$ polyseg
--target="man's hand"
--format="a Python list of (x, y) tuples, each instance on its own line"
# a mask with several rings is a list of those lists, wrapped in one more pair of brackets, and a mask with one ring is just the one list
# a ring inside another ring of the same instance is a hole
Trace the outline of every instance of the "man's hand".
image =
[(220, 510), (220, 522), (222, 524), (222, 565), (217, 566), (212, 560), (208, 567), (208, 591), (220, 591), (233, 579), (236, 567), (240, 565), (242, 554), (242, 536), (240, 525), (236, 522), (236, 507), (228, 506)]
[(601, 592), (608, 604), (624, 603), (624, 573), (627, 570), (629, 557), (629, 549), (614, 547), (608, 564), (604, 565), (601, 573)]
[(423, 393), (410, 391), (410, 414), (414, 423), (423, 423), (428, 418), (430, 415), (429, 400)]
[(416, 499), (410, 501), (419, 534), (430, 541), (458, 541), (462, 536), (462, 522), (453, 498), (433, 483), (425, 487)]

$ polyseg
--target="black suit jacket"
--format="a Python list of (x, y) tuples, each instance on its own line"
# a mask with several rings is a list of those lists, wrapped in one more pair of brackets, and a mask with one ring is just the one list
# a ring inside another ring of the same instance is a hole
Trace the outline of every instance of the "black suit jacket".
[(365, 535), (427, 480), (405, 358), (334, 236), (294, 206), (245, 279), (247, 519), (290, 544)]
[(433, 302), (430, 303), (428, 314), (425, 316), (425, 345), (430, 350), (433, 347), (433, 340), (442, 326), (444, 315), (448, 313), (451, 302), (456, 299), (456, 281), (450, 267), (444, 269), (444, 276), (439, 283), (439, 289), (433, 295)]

# # # # # # #

● **Objective**
Reproduce all of the lines above in full, requests included. Scale every x and y coordinate in the answer outlines by 1.95 and round each result to the nearest whole number, with halves rounded up.

● **Finished task**
$ polyseg
--target="man's hand"
--format="a Python list of (x, y) tuples, each instance on its own line"
# a mask with several rings is a list of those lists, wrapped in one more pair of brackets, and a mask with one ring is just the one list
# a ring inside another ring of the same instance is a hole
Trace the outline of every instance of the "man's hand".
image =
[(429, 995), (429, 1018), (433, 1022), (433, 1102), (423, 1104), (413, 1092), (406, 1106), (406, 1152), (429, 1152), (454, 1129), (460, 1106), (468, 1102), (472, 1080), (472, 1045), (468, 1024), (460, 1018), (460, 989), (445, 987)]
[(1172, 1154), (1186, 1178), (1217, 1176), (1217, 1117), (1223, 1112), (1227, 1086), (1227, 1071), (1197, 1067), (1186, 1100), (1178, 1102), (1172, 1117)]
[(825, 766), (800, 762), (800, 807), (807, 825), (825, 825), (835, 815), (839, 809), (837, 780)]
[(811, 973), (800, 977), (817, 1041), (839, 1055), (893, 1055), (901, 1045), (901, 1018), (883, 971), (844, 942), (829, 950)]

$ polyseg
--target="black suit jacket"
--format="a Python list of (x, y) tuples, each instance on its own line"
# a mask with several rings is a list of those lists, wrapped in one more pair of brackets, and a mask with one ring is just the one list
# a ring inside another ring of the same instance is a hole
Trace the outline of every instance of the "black suit jacket".
[(712, 1043), (833, 936), (790, 698), (651, 460), (573, 402), (478, 544), (482, 1012), (566, 1061)]
[(844, 589), (839, 591), (835, 612), (829, 616), (829, 673), (839, 683), (844, 677), (844, 663), (862, 636), (866, 614), (874, 610), (879, 589), (889, 583), (889, 548), (878, 521), (866, 525), (866, 538), (856, 552), (856, 564), (844, 575)]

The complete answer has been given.